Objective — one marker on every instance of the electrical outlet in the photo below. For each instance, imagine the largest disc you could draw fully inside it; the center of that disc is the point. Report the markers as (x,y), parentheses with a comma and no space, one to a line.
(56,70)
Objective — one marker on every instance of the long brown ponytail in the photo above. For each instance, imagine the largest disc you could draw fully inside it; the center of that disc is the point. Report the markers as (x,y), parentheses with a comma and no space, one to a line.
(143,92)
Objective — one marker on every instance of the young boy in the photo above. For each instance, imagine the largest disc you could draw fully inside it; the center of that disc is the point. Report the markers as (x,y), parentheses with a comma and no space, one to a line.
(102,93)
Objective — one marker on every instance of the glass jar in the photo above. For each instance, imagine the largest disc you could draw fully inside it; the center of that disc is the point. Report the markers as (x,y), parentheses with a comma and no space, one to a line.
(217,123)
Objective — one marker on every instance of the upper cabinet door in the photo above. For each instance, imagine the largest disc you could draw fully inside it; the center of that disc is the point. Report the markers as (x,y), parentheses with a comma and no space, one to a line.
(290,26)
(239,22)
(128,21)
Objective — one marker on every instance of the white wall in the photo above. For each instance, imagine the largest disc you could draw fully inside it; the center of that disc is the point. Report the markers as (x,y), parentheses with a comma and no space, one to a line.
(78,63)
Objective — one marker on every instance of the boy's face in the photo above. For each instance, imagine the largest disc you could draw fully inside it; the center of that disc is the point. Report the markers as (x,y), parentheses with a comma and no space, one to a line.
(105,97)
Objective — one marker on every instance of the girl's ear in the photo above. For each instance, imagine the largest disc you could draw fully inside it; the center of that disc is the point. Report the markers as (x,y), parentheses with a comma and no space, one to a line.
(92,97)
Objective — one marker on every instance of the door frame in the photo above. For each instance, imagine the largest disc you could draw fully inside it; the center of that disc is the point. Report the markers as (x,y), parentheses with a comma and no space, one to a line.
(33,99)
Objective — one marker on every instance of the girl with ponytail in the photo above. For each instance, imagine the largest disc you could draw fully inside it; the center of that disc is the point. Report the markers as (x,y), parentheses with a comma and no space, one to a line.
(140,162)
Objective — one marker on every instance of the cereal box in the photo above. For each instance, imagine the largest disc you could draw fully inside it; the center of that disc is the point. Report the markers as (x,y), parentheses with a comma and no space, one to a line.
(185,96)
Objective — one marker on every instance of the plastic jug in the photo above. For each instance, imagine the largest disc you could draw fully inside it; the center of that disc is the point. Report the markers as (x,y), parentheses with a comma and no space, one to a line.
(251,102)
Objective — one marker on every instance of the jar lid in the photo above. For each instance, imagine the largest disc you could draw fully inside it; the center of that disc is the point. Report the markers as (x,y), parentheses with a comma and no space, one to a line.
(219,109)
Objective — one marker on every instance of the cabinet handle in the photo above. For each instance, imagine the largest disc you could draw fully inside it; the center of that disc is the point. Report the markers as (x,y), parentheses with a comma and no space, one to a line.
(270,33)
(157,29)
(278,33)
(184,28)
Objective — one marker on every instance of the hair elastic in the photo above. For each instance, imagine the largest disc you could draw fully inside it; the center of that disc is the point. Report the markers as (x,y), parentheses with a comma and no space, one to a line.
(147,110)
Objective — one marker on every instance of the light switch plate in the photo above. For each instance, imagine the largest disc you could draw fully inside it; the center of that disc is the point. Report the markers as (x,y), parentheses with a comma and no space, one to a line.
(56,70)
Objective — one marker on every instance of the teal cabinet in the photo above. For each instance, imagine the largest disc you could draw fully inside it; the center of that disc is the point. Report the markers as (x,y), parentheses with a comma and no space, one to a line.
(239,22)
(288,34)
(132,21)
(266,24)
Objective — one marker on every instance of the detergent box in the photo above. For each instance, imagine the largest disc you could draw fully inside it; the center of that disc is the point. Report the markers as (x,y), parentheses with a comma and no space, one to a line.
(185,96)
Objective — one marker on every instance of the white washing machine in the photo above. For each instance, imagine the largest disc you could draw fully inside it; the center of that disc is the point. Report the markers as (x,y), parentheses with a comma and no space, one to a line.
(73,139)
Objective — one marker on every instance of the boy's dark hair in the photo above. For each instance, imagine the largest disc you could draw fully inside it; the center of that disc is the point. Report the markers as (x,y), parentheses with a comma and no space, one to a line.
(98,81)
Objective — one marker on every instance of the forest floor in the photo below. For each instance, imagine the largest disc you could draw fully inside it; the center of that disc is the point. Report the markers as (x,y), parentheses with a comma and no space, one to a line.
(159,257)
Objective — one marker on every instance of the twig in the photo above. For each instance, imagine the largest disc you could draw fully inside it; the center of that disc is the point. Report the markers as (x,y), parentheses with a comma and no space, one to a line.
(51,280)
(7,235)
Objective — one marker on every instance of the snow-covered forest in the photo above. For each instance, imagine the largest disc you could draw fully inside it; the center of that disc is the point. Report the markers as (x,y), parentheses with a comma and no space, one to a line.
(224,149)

_____

§ **Task objective**: Each entry above must be repeated exactly, with nothing dropped.

§ **Finished exercise**:
Objective — one marker on every instance of the electrical outlet in the photo below. For each instance, imagine the largest disc you could draw fully inside it; the center of that disc is the point. Report the markers as (x,y), parentheses with a comma and no space, one to a line.
(56,70)
Objective — one marker on every instance of the long brown ponytail in the photo above. For each instance, imagine the largest disc you could draw fully inside it; the center of that disc is the point. Report the markers as (x,y), parentheses with a comma and no space, one to a line.
(143,92)
Objective — one marker on every instance of the young boy in the photo above. For each instance, imagine the largest disc you could draw fully inside it; the center of that disc is the point. Report the markers as (x,y), parentheses with a comma and no space, one to a line.
(102,93)
Objective — one marker on every instance of the glass jar in the photo above. For each instance, imagine the largest disc you could draw fully inside it; the center of that disc is the point. Report the markers as (x,y), parentheses with a comma and no space, one to a line.
(217,123)
Objective — one marker on every instance of the upper cabinet door in the photo above. For each instance, imagine the largest disc you could draw fully inside it; the center of that disc is the point. Report the markers as (x,y), parentheses with a comma and no space, one to a line.
(290,26)
(239,22)
(128,21)
Objective — one marker on every instance of the white wall in the photo above. For each instance, imagine the largest disc you could draw fully inside it; the center of that disc is the point. Report the markers as (x,y), parentheses with a comma and no space, one to a line.
(78,63)
Objective — one marker on every instance of the boy's face in the photo above. For each instance, imagine the largest disc you could draw fully inside it; the center of that disc is the point. Report the markers as (x,y), parentheses with a comma and no space, one to a line.
(105,97)
Objective — one marker on every instance of the girl's ear in the photo above. For each instance, imagine the largest disc you could draw fully inside it; the center of that disc is the point. Report the markers as (x,y), parentheses with a comma and no space, one to a line.
(92,97)
Objective — one marker on every instance of the door frame in the photo above. For each instance, imagine the largest disc you could draw fully inside it; the center of that disc is the point. Report the markers as (x,y), parentheses with a comma and no space, one to a line.
(33,99)
Objective — one marker on every instance of the girl with ponytail in the photo above. For each instance, imagine the largest disc you could draw fully inside it; the center of that disc is the point. Report the markers as (x,y), parentheses with a comma and no space, one to a line.
(140,162)
Objective — one marker on every instance of the cereal box in the photo above. For each instance, imagine the largest disc you could draw fully inside it; the center of that disc is the point. Report the markers as (x,y), parentheses with a comma and no space, one to a line.
(185,96)
Objective — one marker on every instance of the plastic jug in the photo above. For each instance, imagine the largest disc you could draw fully inside it; the center of that disc is the point. Report the markers as (x,y), parentheses with a comma and no space, one to a line.
(251,102)
Objective — one marker on every instance of the jar lid in the photo above. For each instance, imagine the largest disc you could draw fully inside it; the center of that disc is the point. Report the markers as (x,y), parentheses with a comma and no space, one to a line.
(219,109)
Objective — one marker on every instance of the cabinet handle in the photo above. For each instance, imagine the largest disc you could draw fully inside it; the center of that disc is the point. Report the markers as (x,y), parentheses with a comma and no space, one to a line.
(270,33)
(157,29)
(278,33)
(184,28)
Objective — one marker on every instance of the hair elastic in the photo above. For each instance, imagine the largest disc you could draw fully inside it; the center of that disc is the point. Report the markers as (x,y), parentheses with a comma and no space, one to a line.
(147,110)
Objective — one marker on every instance of the light switch plate in the photo above. For each instance, imagine the largest disc you could draw fully inside it; the center of that disc is the point. Report the markers as (x,y), parentheses with a comma and no space, one to a line.
(56,70)
Objective — one marker on every instance of the teal cabinet in the photo above. For each instance, imagine the largest disc you could draw fully inside it; the center of that disc is the point. Report the markers as (x,y), parentheses with a comma and no space, one to a line.
(239,22)
(288,34)
(132,21)
(266,24)
Objective — one marker on every instance of the detergent box in the photo above. For each instance, imagine the largest disc you could draw fully inside it; the center of that disc is the point. Report the markers as (x,y), parentheses with a comma and no space, one to a line.
(185,96)
Objective — one marker on every instance of the white washing machine in the photo above. For each instance, imagine the largest disc you could draw fully inside it; the center of that disc is the point. Report the markers as (x,y), parentheses with a comma and no space, one to a line.
(73,139)
Objective — one marker on every instance of the boy's dark hair in the photo above. For each instance, imagine the largest disc you could draw fully inside it; the center of that disc is the point. Report the markers as (x,y), parentheses with a comma and no space, one to a line.
(98,81)
Objective — one marker on every instance of the forest floor in the photo below. For each instance, imagine the largest disc you could draw fully inside it; the center of that disc is the point. Report the markers as (x,y), parentheses with a comma and no space, one to a line.
(159,257)
Objective — one marker on every instance of the twig in the photo above. For each instance, imagine the largest disc you could draw fully inside it; the center of that disc is the point. Report the markers as (x,y), parentheses with a comma and no space, one to a line.
(51,280)
(7,235)
Objective — one marker on every instance of the snow-covered forest in the photo above. For each instance, imagine the largest disc you could draw fully inside it; the center of that disc is the point. Report the markers as (x,y), parentheses with a comma and no space, one to a line.
(224,149)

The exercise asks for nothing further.